*DOCUMENT*.

━━━━━━

Loading and Using Saved Programs
Load programs by ID for immediate use:
# Load a previously saved program
loaded_program = storage.load_program(saved_program.program_id)
if loaded_program
# Access the restored program
restored = loaded_program.program
# Use immediately
result = restored.forward(
review_text: "The delivery was fast but the product quality is poor",
product_category: "Electronics"
)
puts "Sentiment: #{result.sentiment}"
puts "Key points: #{result.key_points}"
puts "Reasoning: #{result.reasoning}" # Available with ChainOfThought
# Check optimization metrics
puts "This program achieved #{loaded_program.optimization_result[:best_score_value]} F1 score"
puts "Optimized with #{loaded_program.optimization_result[:metadata][:optimizer]}"
else
puts "Program not found"
end
Program Management and History
Track and manage all your optimized programs:
# List all saved programs
programs = storage.list_programs
programs.each do |program_info|
puts "ID: #{program_info[:program_id]}"
puts "Score: #{program_info[:best_score]} (#{program_info[:score_name]})"
puts "Signature: #{program_info[:signature_class]}"
puts "Saved: #{program_info[:saved_at]}"
puts "---"
end
# Get comprehensive history with statistics
history = storage.get_history
puts "Total programs: #{history[:summary][:total_programs]}"
puts "Average score: #{history[:summary][:avg_score].round(3)}"
puts "Latest save: #{history[:summary][:latest_save]}"
# Programs sorted by performance
best_programs = history[:programs]
.sort_by { |p| -p[:best_score] }
.first(5)
puts "Top 5 performing programs:"
best_programs.each do |program|
puts "#{program[:signature_class]}: #{program[:best_score]}"
end
Import/Export for Collaboration
Share optimized programs across environments:
# Export programs for sharing
program_ids = ['abc123', 'def456', 'ghi789']
export_path = './shared_programs.json'
storage.export_programs(program_ids, export_path)
puts "Exported #{program_ids.size} programs to #{export_path}"
# On another system or environment
new_storage = DSPy::Storage::ProgramStorage.new(
storage_path: "./production_programs"
)
# Import the shared programs
imported_programs = new_storage.import_programs('./shared_programs.json')
puts "Imported #{imported_programs.size} programs"
imported_programs.each do |saved_program|
puts "Available: #{saved_program.program_id} (score: #{saved_program.optimization_result[:best_score_value]})"
end
Integration with Optimization Workflows
Seamlessly integrate storage with your optimization workflows:
class ProductAnalysisOptimizer
def initialize(storage_path: "./optimized_programs")
@storage = DSPy::Storage::ProgramStorage.new(storage_path: storage_path)

━━━━━━

*PROBLEM A*. According to the document, to what file path are the programs exported for sharing?

*RECORDS TO USE*.
━━━━━━

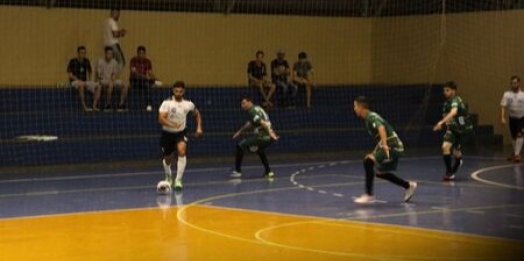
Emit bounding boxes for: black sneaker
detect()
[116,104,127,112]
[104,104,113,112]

━━━━━━

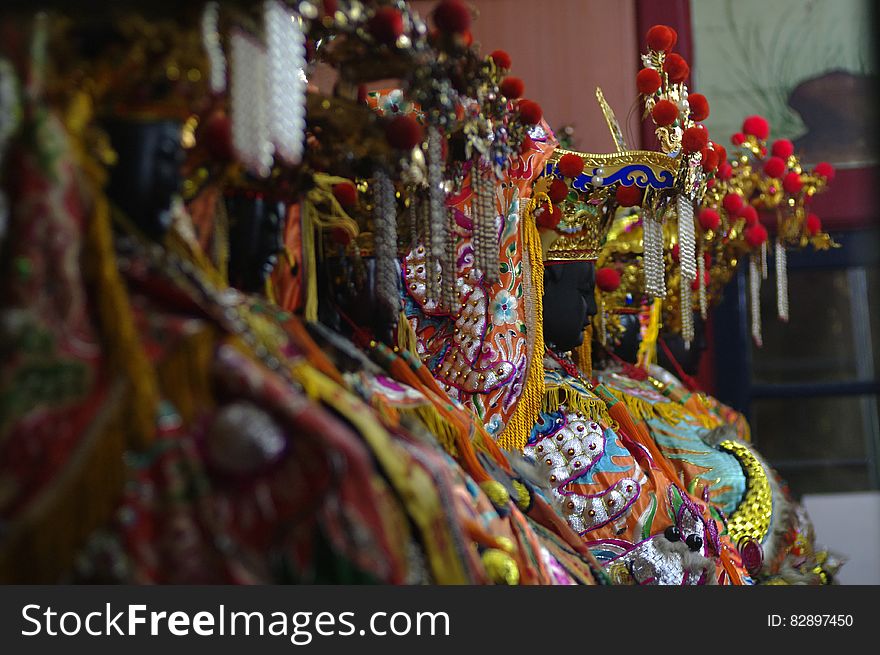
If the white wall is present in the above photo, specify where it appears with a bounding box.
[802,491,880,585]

━━━━━━

*PROBLEM B*. Copy out the listing lines verbatim, beginning with the line that has "If the white" and stopping after the line that has "[802,491,880,585]".

*WRITTEN REPLY A*. ./shared_programs.json

*WRITTEN REPLY B*.
If the white wall is present in the above photo, specify where it appears with a bounding box.
[802,491,880,585]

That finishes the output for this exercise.